Find each line in the items below that contains the string "answer", with case counting, and copy those lines.

DATA SHOWN start

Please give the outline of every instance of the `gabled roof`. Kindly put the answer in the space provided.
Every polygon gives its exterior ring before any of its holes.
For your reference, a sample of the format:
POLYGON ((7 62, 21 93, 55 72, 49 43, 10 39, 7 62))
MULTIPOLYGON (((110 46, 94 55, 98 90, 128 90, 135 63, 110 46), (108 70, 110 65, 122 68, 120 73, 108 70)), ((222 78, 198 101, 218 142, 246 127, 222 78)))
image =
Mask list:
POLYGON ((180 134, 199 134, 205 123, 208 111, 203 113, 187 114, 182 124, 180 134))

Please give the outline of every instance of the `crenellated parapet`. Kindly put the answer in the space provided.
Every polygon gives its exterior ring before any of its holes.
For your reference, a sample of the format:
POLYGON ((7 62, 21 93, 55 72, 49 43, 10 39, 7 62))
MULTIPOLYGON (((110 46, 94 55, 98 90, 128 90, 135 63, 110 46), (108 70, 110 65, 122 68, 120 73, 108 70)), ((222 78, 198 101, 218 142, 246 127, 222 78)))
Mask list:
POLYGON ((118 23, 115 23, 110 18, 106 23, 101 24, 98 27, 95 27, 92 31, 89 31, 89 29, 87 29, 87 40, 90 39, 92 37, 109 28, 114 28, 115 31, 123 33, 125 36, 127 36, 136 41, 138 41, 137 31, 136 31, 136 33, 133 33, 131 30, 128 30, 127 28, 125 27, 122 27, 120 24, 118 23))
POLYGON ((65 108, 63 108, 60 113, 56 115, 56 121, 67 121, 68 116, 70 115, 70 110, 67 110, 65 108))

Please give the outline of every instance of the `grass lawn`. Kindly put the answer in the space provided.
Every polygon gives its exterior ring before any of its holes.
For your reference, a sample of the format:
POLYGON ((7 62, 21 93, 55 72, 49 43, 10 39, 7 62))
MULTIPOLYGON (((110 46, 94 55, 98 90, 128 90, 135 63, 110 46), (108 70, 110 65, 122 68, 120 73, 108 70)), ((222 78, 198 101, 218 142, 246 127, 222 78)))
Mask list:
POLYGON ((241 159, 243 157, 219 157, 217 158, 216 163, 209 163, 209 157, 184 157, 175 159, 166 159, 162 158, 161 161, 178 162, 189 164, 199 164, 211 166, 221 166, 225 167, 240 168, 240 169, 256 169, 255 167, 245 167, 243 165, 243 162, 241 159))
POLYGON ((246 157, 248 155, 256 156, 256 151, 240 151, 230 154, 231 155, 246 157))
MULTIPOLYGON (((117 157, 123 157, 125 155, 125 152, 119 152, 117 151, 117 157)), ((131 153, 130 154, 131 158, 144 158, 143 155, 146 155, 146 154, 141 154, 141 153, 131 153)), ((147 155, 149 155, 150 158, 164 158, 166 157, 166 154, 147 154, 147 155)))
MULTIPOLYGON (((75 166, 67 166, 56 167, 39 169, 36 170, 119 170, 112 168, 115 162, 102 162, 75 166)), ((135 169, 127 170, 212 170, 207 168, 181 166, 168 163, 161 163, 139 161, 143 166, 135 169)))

DATA SHOWN end

*TASK RESULT*
Please give the outline of every instance of the `gabled roof`. Kindly put the answer in the space provided.
Please give the outline of every instance of the `crenellated parapet`. Kindly put the answer in the space provided.
Please give the outline of every instance of the `grass lawn`. Kindly put the answer in the space provided.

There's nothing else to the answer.